STATED EXERCISE 1
In the New York City diary entry, which orchestra was rehearsing C.P.E. Bach at St Bartholomew's?
STATED EXERCISE 2
Transcribe part of the New York City diary entry word for word, beginning at the words "The waiters in" and stopping after "not impress me.".

New York City

Timezone: UTC-4.

The waiters in the hotel's restaurant are listening to Donald Trump's media statements on their mobile phones. It would seem there is profound interest in the ideas of the new president.

I sneaked in to St Bartholomew's to a rehearsal of C.P.E. Bach by the American Symphony Orchestra. A moment of relief from the madness of New York City. A wintery scene straight from “Home Alone 2: Lost in New York” in Central Park.

Evening. Drinks at a bar with a friend. Among the drinks in the menu, two featured names that included human first names. Very particular two names, one of which was mine, and the other – of significance to me now. Quite bizarre! This was followed by a theatre play, the unsophistication of the language therein did not impress me.

SUPPLIED INFORMATION
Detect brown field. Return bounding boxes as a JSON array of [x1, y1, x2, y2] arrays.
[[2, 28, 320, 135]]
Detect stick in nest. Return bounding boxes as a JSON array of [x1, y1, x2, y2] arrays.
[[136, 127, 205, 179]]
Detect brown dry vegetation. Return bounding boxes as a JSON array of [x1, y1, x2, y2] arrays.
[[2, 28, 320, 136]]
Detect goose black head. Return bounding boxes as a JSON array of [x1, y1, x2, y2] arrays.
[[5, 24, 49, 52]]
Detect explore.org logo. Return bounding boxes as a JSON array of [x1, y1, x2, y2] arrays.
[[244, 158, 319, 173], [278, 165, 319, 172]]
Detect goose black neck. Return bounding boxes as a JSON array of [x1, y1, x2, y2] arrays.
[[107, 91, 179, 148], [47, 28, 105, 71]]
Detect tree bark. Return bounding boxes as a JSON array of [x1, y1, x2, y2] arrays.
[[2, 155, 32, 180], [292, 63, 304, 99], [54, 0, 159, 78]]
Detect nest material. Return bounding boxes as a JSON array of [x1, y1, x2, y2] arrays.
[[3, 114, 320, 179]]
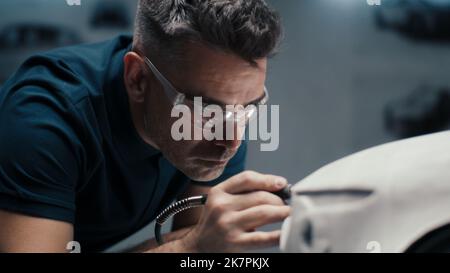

FINAL RESULT 1
The American Symphony Orchestra.

FINAL RESULT 2
The waiters in the hotel's restaurant are listening to Donald Trump's media statements on their mobile phones. It would seem there is profound interest in the ideas of the new president.

I sneaked in to St Bartholomew's to a rehearsal of C.P.E. Bach by the American Symphony Orchestra. A moment of relief from the madness of New York City. A wintery scene straight from “Home Alone 2: Lost in New York” in Central Park.

Evening. Drinks at a bar with a friend. Among the drinks in the menu, two featured names that included human first names. Very particular two names, one of which was mine, and the other – of significance to me now. Quite bizarre! This was followed by a theatre play, the unsophistication of the language therein did not impress me.